## EXERCISE INSTRUCTIONS:
Reproduce the material word for word, starting at the line containing "the bird's beak" and continuing through the end of the material, with both ends included.

■ ■ ■ ■

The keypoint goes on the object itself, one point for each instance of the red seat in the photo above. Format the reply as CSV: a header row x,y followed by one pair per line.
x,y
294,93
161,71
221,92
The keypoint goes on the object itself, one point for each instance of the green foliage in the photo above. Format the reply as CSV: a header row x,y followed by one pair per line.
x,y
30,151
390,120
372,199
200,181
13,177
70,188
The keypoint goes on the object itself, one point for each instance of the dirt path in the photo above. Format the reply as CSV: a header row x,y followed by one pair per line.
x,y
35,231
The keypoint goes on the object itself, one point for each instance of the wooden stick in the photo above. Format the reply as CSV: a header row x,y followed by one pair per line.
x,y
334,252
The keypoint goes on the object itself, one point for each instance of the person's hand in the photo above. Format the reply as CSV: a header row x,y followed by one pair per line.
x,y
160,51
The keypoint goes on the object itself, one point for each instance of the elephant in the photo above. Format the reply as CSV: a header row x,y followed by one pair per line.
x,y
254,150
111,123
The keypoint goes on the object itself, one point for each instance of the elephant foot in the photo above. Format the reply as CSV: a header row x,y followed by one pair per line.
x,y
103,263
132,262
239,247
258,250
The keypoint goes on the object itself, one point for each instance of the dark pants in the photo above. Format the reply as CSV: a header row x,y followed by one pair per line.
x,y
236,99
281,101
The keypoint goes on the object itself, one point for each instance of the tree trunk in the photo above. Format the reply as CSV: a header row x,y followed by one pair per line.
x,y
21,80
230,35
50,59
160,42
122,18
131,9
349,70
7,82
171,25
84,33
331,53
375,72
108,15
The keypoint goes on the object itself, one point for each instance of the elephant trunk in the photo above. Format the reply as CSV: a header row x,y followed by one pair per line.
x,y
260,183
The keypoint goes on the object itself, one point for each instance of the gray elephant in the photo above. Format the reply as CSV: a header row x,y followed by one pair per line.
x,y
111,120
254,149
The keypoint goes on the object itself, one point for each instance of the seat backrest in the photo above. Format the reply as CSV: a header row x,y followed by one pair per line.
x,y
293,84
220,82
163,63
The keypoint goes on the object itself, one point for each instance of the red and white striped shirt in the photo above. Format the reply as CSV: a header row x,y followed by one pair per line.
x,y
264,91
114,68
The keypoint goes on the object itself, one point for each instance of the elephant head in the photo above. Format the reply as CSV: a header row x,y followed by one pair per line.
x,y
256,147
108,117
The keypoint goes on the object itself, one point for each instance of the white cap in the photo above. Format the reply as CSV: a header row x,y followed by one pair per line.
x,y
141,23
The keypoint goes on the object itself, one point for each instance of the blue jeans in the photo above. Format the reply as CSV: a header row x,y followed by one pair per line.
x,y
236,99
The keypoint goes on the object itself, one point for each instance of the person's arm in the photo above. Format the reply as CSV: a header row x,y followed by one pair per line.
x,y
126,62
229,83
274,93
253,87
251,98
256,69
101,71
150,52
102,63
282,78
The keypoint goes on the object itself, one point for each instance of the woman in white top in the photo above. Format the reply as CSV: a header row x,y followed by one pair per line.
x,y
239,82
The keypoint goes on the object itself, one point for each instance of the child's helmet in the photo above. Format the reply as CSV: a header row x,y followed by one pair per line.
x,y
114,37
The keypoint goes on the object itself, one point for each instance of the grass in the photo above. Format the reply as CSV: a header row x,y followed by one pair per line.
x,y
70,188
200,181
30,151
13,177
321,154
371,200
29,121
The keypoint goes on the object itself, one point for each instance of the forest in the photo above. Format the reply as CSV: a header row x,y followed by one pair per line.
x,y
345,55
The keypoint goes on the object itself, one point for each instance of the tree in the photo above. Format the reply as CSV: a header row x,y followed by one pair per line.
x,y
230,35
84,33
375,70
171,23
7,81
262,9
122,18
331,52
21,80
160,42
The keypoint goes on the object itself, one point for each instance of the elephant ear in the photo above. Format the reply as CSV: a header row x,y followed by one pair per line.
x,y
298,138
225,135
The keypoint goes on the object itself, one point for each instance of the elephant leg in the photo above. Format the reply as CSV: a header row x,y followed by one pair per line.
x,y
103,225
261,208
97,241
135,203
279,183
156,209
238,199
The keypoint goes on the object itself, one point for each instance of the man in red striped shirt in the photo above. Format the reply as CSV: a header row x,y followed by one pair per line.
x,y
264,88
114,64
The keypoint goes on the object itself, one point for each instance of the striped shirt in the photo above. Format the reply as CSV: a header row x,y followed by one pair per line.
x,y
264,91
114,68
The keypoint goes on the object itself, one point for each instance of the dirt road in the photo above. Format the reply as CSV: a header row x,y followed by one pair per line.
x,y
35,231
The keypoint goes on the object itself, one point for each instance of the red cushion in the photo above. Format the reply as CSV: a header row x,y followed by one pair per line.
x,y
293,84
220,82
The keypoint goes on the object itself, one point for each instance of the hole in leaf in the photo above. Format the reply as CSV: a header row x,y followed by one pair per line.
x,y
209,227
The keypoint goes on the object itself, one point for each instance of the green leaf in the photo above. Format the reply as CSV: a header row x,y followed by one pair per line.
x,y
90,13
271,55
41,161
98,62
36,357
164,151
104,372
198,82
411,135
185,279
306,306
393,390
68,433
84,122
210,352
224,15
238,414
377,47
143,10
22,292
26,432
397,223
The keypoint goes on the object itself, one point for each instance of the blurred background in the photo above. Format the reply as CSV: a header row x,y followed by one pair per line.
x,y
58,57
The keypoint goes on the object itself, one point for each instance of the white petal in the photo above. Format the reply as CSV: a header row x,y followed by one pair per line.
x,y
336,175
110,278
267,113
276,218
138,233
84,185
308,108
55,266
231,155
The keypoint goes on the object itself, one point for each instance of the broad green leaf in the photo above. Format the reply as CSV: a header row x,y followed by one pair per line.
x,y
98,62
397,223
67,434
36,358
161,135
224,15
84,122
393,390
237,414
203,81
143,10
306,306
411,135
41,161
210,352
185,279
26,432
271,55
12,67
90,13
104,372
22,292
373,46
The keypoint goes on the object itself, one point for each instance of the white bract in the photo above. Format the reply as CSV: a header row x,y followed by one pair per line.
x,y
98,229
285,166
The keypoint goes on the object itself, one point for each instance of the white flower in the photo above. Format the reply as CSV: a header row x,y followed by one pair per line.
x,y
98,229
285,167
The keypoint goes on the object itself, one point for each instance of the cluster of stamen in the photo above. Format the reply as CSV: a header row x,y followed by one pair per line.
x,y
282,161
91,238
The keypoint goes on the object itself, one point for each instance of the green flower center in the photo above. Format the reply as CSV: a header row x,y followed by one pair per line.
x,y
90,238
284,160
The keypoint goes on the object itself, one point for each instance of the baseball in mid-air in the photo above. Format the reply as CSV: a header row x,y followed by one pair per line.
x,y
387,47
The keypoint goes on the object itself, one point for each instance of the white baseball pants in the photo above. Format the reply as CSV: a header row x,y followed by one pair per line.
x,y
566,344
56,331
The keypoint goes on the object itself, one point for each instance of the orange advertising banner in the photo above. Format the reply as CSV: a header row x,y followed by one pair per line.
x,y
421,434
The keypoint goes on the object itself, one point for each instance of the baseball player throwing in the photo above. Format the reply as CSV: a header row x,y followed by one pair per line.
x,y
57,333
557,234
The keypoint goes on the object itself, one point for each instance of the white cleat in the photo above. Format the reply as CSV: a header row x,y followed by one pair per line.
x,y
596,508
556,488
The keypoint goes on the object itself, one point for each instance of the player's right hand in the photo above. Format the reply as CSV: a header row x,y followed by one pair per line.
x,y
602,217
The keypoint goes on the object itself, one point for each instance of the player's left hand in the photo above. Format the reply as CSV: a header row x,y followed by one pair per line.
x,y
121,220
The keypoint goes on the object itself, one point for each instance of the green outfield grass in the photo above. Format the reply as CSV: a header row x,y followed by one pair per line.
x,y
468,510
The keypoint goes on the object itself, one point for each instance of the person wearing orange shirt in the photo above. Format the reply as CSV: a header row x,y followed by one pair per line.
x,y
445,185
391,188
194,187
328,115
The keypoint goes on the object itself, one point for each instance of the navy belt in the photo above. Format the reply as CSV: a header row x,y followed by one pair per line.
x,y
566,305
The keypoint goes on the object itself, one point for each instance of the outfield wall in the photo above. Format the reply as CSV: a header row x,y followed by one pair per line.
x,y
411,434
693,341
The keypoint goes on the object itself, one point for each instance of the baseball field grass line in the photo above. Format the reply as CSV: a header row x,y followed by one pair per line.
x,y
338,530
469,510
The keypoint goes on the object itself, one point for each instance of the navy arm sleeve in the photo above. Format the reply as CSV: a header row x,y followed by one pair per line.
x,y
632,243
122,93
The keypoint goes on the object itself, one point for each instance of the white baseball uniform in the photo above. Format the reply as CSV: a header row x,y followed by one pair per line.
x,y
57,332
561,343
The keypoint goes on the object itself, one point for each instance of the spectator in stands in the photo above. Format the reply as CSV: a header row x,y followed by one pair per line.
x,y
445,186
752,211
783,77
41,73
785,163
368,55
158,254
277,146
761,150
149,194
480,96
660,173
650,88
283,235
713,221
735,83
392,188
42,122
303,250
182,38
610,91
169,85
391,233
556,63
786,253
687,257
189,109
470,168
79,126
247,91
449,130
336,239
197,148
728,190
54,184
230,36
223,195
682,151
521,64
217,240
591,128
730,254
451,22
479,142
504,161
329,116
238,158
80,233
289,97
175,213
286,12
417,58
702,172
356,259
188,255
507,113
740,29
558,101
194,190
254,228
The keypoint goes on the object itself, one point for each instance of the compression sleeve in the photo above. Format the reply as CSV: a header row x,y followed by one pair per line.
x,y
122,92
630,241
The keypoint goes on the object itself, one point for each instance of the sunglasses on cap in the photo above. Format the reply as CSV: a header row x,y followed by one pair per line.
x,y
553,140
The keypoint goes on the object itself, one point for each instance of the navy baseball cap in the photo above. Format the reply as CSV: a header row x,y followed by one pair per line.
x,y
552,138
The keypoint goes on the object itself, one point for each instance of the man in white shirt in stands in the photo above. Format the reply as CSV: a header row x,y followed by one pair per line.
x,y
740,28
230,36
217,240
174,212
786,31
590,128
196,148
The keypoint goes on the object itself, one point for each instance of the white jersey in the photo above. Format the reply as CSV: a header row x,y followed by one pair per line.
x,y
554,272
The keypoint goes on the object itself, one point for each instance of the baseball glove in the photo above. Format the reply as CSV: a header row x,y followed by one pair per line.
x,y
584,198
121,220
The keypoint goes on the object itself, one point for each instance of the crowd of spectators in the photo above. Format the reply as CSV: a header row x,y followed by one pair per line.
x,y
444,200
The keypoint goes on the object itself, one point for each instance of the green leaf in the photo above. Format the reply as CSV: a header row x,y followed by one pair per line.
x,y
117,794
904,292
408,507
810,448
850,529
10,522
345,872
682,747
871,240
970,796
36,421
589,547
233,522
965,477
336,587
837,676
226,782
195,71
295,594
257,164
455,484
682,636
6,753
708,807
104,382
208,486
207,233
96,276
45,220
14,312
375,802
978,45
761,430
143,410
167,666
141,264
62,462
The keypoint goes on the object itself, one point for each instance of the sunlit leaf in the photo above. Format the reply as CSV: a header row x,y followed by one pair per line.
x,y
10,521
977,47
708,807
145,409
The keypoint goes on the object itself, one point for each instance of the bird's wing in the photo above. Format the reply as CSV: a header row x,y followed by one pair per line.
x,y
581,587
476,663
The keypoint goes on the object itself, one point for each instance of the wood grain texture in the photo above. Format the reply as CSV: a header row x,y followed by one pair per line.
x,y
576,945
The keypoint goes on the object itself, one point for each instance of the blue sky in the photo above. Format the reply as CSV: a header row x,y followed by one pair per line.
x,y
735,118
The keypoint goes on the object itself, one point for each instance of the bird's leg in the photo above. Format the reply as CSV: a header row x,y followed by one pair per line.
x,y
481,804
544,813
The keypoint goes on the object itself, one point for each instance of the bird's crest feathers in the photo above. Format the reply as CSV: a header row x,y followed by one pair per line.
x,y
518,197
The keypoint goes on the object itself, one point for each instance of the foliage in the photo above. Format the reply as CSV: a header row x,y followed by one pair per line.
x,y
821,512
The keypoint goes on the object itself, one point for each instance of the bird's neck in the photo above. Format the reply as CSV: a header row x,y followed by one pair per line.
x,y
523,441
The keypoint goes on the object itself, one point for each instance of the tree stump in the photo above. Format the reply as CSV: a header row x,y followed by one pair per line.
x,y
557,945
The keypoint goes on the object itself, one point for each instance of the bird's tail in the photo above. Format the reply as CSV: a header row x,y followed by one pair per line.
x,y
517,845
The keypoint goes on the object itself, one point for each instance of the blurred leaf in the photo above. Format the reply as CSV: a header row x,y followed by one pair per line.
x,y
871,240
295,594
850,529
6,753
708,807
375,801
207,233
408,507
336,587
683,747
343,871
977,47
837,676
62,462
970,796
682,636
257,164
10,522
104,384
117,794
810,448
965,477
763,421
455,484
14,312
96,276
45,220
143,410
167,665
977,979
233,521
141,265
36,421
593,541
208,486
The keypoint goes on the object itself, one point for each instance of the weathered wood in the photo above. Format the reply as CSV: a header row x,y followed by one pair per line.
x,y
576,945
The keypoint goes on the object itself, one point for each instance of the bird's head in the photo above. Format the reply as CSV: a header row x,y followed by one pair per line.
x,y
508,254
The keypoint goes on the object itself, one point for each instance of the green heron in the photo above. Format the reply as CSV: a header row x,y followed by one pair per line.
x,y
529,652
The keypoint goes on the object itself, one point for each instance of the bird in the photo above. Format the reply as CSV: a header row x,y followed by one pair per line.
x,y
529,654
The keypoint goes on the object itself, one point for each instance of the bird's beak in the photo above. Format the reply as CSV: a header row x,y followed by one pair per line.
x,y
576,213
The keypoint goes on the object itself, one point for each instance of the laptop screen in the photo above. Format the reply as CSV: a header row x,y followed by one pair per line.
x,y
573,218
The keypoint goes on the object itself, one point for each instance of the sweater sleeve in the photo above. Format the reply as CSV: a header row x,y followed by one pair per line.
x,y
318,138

■ ■ ■ ■

## SOLUTION TO THE PROBLEM:
The keypoint goes on the object itself, one point for each instance of the bird's beak in the photo above. Format the reply as CSV: a header row x,y followed by one pair per line.
x,y
576,213
The keypoint goes on the object itself, one point for each instance of the laptop screen in the photo above. Format the reply as CSV: a header row x,y followed by one pair per line.
x,y
573,218
The keypoint goes on the object itself, one point for each instance of the sweater sleeve in the photo above. Format the reply as CSV: a header row x,y followed by one pair per line.
x,y
318,138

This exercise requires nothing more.